Starting at the line with "Target: haze over field" and going on through the line with "Where can the walking", reproduce each line in the records below exactly and nothing more.

============================================================

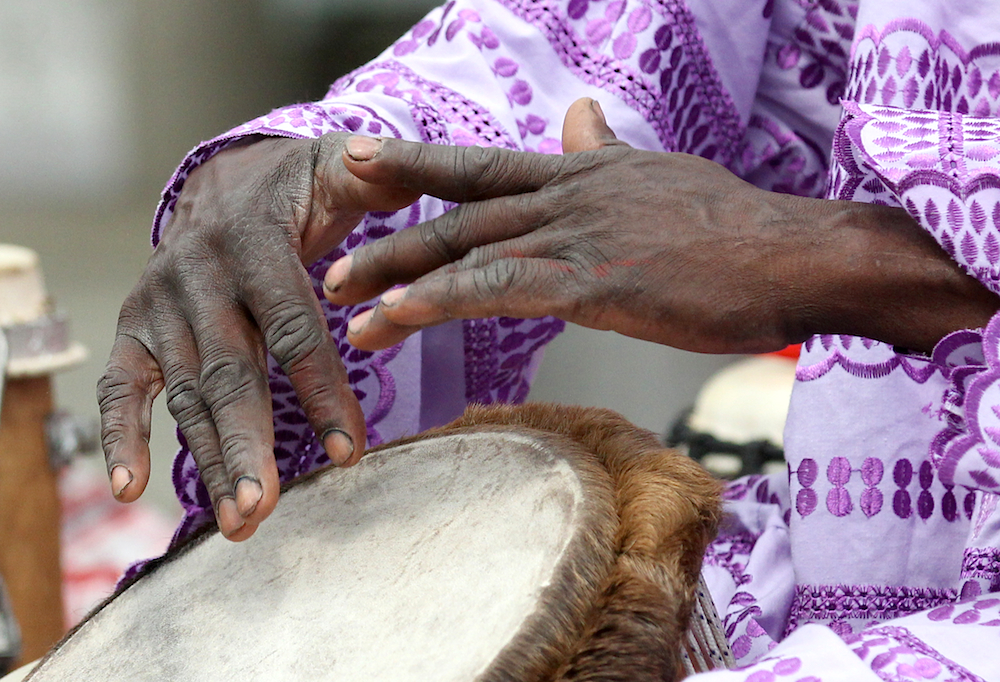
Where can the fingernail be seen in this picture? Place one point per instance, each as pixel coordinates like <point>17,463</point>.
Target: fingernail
<point>596,106</point>
<point>230,520</point>
<point>391,298</point>
<point>358,322</point>
<point>339,446</point>
<point>248,494</point>
<point>121,478</point>
<point>363,148</point>
<point>337,273</point>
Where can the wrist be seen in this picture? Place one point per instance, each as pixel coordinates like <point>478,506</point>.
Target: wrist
<point>872,271</point>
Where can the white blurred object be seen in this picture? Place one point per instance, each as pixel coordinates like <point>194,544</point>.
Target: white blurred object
<point>747,401</point>
<point>737,424</point>
<point>102,537</point>
<point>37,336</point>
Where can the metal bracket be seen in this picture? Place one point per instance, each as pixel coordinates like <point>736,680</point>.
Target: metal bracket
<point>4,355</point>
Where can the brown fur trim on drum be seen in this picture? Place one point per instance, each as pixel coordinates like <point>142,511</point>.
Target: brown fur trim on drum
<point>626,620</point>
<point>669,509</point>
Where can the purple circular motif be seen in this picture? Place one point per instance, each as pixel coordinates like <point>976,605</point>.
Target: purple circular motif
<point>453,29</point>
<point>805,502</point>
<point>489,38</point>
<point>949,507</point>
<point>788,56</point>
<point>902,473</point>
<point>807,472</point>
<point>966,617</point>
<point>577,8</point>
<point>521,93</point>
<point>925,504</point>
<point>941,613</point>
<point>624,45</point>
<point>871,501</point>
<point>663,37</point>
<point>969,504</point>
<point>928,668</point>
<point>926,475</point>
<point>597,30</point>
<point>639,19</point>
<point>788,666</point>
<point>838,472</point>
<point>741,646</point>
<point>754,629</point>
<point>535,124</point>
<point>649,61</point>
<point>872,471</point>
<point>838,502</point>
<point>901,504</point>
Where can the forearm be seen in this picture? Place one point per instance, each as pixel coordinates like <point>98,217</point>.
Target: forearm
<point>872,271</point>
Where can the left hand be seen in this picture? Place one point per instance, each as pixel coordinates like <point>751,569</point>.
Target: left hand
<point>665,247</point>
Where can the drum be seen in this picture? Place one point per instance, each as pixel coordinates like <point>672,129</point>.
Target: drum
<point>529,543</point>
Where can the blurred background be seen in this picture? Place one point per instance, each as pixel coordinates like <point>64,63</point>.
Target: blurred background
<point>99,101</point>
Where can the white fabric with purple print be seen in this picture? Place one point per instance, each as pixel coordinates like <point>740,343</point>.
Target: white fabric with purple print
<point>874,559</point>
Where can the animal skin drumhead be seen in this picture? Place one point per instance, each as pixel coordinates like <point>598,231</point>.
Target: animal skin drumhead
<point>420,563</point>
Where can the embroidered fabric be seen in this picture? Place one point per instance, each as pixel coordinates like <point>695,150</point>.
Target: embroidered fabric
<point>896,654</point>
<point>845,607</point>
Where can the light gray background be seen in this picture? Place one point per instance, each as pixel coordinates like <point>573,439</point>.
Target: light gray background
<point>100,99</point>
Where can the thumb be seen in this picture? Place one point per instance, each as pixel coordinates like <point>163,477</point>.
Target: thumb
<point>585,128</point>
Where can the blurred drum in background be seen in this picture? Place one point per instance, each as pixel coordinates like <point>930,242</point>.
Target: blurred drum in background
<point>527,543</point>
<point>736,426</point>
<point>37,344</point>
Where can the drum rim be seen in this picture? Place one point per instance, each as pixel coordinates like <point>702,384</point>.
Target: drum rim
<point>632,550</point>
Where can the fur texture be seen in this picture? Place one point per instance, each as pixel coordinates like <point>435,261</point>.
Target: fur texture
<point>620,610</point>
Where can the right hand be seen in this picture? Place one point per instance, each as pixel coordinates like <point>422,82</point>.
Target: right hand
<point>225,285</point>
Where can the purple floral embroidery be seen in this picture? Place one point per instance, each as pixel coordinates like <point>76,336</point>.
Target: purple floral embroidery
<point>835,605</point>
<point>660,68</point>
<point>818,47</point>
<point>983,563</point>
<point>731,551</point>
<point>895,654</point>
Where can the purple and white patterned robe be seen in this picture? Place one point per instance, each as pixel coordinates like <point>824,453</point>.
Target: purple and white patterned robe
<point>876,556</point>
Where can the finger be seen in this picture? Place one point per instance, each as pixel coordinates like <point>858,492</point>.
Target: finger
<point>125,394</point>
<point>460,174</point>
<point>295,331</point>
<point>178,357</point>
<point>233,385</point>
<point>509,287</point>
<point>339,200</point>
<point>586,129</point>
<point>403,257</point>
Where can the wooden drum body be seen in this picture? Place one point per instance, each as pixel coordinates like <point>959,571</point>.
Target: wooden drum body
<point>532,543</point>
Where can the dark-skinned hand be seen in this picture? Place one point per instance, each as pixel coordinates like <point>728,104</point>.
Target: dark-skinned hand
<point>665,247</point>
<point>226,284</point>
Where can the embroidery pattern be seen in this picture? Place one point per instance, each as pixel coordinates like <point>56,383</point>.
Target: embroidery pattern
<point>834,605</point>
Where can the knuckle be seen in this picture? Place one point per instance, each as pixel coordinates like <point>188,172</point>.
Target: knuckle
<point>224,380</point>
<point>496,280</point>
<point>215,476</point>
<point>293,335</point>
<point>185,403</point>
<point>441,237</point>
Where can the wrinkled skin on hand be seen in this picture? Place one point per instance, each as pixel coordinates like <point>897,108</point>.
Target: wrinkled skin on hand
<point>665,247</point>
<point>225,285</point>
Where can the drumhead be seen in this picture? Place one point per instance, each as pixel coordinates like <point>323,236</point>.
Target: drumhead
<point>425,561</point>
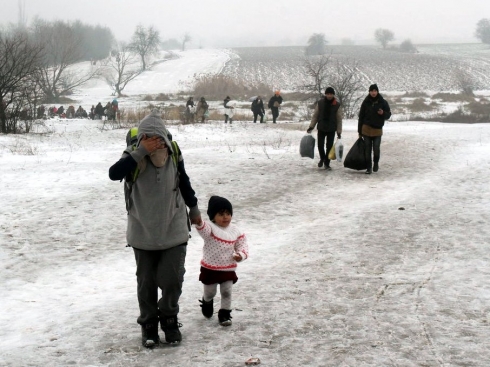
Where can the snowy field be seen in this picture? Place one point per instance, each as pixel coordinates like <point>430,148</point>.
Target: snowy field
<point>345,269</point>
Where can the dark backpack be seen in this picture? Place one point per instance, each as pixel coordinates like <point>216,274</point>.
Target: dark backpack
<point>130,179</point>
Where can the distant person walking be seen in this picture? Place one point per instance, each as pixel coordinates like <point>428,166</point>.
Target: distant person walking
<point>229,110</point>
<point>258,109</point>
<point>202,109</point>
<point>372,115</point>
<point>189,110</point>
<point>328,115</point>
<point>274,104</point>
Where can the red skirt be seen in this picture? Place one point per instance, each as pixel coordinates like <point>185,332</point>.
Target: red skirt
<point>209,276</point>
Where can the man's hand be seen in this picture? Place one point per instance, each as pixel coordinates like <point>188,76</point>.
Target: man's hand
<point>197,221</point>
<point>153,143</point>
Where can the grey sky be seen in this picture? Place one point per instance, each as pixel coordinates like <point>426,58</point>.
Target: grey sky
<point>263,22</point>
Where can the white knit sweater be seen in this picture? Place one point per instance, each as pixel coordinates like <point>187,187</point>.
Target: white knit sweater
<point>220,243</point>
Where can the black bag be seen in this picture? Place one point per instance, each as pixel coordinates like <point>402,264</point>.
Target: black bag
<point>307,146</point>
<point>356,158</point>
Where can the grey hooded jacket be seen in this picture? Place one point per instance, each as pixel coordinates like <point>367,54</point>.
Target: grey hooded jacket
<point>157,218</point>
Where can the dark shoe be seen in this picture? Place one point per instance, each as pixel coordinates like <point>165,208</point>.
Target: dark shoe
<point>149,337</point>
<point>224,317</point>
<point>170,326</point>
<point>207,308</point>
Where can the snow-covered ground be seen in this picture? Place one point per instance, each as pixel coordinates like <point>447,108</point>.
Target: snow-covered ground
<point>345,269</point>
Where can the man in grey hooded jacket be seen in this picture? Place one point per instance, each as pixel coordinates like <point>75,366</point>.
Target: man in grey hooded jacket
<point>158,226</point>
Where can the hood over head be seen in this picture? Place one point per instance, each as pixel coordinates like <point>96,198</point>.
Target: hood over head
<point>152,125</point>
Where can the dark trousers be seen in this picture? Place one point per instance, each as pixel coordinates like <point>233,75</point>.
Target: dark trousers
<point>164,270</point>
<point>275,113</point>
<point>321,145</point>
<point>258,114</point>
<point>373,144</point>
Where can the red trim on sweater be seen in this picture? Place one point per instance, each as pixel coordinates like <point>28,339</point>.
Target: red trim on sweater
<point>214,267</point>
<point>225,241</point>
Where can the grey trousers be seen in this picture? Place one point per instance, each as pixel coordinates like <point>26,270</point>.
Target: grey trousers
<point>164,270</point>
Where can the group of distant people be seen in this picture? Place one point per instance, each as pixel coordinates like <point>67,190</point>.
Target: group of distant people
<point>200,111</point>
<point>97,112</point>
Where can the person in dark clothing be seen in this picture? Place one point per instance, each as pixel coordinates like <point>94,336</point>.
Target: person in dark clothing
<point>258,109</point>
<point>157,227</point>
<point>229,110</point>
<point>274,104</point>
<point>189,110</point>
<point>372,115</point>
<point>328,115</point>
<point>99,111</point>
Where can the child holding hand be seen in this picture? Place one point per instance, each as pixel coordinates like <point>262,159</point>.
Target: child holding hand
<point>224,246</point>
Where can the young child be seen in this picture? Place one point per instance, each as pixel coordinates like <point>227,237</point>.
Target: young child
<point>224,246</point>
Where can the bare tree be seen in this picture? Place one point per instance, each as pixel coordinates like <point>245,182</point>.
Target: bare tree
<point>483,30</point>
<point>407,46</point>
<point>19,59</point>
<point>145,43</point>
<point>348,84</point>
<point>316,69</point>
<point>61,51</point>
<point>121,69</point>
<point>316,44</point>
<point>384,36</point>
<point>187,38</point>
<point>465,81</point>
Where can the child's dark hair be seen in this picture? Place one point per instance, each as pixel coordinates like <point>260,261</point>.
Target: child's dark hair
<point>217,204</point>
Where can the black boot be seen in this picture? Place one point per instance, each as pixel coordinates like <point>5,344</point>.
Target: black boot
<point>207,308</point>
<point>170,326</point>
<point>149,335</point>
<point>224,317</point>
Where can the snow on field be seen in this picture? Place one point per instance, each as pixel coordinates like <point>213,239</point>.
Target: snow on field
<point>164,76</point>
<point>345,269</point>
<point>434,68</point>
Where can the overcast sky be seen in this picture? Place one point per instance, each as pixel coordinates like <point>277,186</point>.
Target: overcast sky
<point>262,22</point>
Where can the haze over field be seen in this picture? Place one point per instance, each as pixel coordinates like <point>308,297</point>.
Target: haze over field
<point>213,23</point>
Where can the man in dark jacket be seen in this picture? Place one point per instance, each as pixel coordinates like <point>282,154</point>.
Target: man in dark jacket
<point>274,104</point>
<point>374,111</point>
<point>258,109</point>
<point>328,114</point>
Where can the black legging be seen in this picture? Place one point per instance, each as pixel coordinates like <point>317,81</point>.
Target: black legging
<point>321,145</point>
<point>373,144</point>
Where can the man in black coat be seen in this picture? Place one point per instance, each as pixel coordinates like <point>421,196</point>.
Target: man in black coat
<point>328,115</point>
<point>372,115</point>
<point>258,109</point>
<point>274,104</point>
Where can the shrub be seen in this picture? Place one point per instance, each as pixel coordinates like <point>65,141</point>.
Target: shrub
<point>453,97</point>
<point>220,86</point>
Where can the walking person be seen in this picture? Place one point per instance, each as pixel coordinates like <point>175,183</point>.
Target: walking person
<point>158,228</point>
<point>258,109</point>
<point>202,109</point>
<point>224,246</point>
<point>328,115</point>
<point>229,109</point>
<point>189,110</point>
<point>274,104</point>
<point>372,115</point>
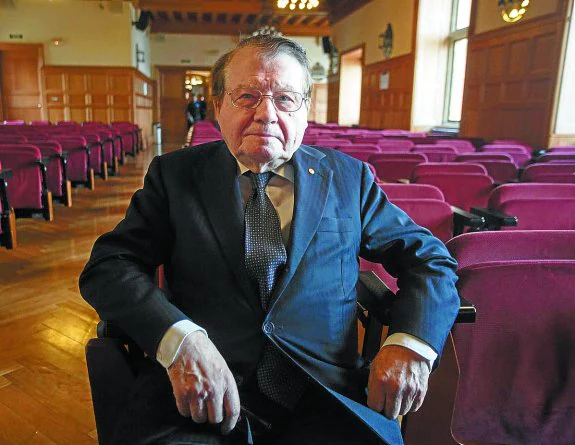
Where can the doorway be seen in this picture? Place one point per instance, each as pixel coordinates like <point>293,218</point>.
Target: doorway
<point>351,70</point>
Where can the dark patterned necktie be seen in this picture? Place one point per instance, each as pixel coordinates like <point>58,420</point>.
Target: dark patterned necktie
<point>265,258</point>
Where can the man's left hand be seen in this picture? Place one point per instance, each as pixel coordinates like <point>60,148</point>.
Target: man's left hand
<point>397,381</point>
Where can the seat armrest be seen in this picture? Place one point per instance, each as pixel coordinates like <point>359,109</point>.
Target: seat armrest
<point>462,219</point>
<point>495,219</point>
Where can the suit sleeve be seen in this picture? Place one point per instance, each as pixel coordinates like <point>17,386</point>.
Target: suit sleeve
<point>427,301</point>
<point>118,280</point>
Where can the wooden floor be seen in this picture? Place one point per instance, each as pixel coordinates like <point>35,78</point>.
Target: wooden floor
<point>44,323</point>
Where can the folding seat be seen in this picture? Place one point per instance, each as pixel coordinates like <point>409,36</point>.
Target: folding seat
<point>393,144</point>
<point>79,168</point>
<point>411,191</point>
<point>437,153</point>
<point>392,167</point>
<point>530,206</point>
<point>549,172</point>
<point>462,145</point>
<point>463,190</point>
<point>520,154</point>
<point>516,380</point>
<point>27,188</point>
<point>97,155</point>
<point>13,139</point>
<point>557,157</point>
<point>7,218</point>
<point>446,167</point>
<point>56,171</point>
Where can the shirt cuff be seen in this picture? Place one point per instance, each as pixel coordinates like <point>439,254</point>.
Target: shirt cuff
<point>415,344</point>
<point>172,341</point>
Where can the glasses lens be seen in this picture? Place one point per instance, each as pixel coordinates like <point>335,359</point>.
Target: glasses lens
<point>245,98</point>
<point>287,100</point>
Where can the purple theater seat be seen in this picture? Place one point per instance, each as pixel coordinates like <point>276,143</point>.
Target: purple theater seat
<point>516,383</point>
<point>27,188</point>
<point>79,165</point>
<point>391,144</point>
<point>391,167</point>
<point>499,170</point>
<point>447,167</point>
<point>437,153</point>
<point>435,215</point>
<point>412,191</point>
<point>57,171</point>
<point>462,190</point>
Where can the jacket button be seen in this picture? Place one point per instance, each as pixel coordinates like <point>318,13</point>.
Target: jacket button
<point>268,327</point>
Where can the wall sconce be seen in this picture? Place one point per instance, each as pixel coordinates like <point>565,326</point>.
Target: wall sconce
<point>386,42</point>
<point>513,10</point>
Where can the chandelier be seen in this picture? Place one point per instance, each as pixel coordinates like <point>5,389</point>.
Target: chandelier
<point>267,30</point>
<point>513,10</point>
<point>300,4</point>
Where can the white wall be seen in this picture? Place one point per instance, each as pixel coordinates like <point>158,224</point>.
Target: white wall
<point>430,64</point>
<point>365,25</point>
<point>204,50</point>
<point>142,39</point>
<point>565,123</point>
<point>91,33</point>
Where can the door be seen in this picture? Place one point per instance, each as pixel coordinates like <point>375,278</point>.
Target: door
<point>20,81</point>
<point>173,105</point>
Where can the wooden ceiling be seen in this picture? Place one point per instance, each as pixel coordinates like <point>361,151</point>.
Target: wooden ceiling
<point>233,17</point>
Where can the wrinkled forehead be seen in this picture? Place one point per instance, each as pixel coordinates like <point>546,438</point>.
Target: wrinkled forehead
<point>251,67</point>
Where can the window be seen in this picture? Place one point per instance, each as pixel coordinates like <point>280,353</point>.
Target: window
<point>457,41</point>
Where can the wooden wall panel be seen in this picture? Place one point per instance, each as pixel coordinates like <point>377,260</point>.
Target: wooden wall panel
<point>510,80</point>
<point>390,108</point>
<point>104,94</point>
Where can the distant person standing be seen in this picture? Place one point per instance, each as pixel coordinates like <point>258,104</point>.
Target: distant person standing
<point>203,107</point>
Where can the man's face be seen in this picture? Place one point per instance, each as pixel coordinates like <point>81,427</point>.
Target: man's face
<point>262,138</point>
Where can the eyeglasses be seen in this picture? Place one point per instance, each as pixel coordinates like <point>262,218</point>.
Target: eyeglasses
<point>249,99</point>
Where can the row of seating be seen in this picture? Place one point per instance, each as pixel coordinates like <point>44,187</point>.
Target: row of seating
<point>42,162</point>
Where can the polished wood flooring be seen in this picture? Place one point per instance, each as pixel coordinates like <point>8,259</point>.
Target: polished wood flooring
<point>45,323</point>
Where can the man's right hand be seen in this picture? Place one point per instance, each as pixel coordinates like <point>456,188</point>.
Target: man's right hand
<point>203,385</point>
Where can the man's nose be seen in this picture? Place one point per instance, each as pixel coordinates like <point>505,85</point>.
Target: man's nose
<point>266,111</point>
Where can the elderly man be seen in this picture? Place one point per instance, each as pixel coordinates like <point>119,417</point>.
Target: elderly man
<point>260,238</point>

============================================================

* Written answer:
Target: haze over field
<point>213,23</point>
Where can the man in dark jacket be seen in this picture? Place one point per instance, each as pixel coordinates like <point>282,154</point>.
Target: man in dark jacket
<point>274,104</point>
<point>374,111</point>
<point>258,109</point>
<point>328,114</point>
Where can the black legging be seen in this picture? Place one point per instance, each as pixel coordinates like <point>317,81</point>.
Target: black legging
<point>321,145</point>
<point>373,144</point>
Where can the man in black coat be seen in this picture? Place one point per instance, each as pixel coordinates like <point>421,196</point>.
Target: man in black coat
<point>328,115</point>
<point>372,115</point>
<point>258,109</point>
<point>274,104</point>
Where can the shrub be seen in this picture? Place one point per instance, each as pixel coordinates like <point>65,141</point>.
Target: shrub
<point>453,97</point>
<point>220,86</point>
Where can the walking person be seen in this picture? Place one point per instance, each as pixel coordinates like <point>175,183</point>.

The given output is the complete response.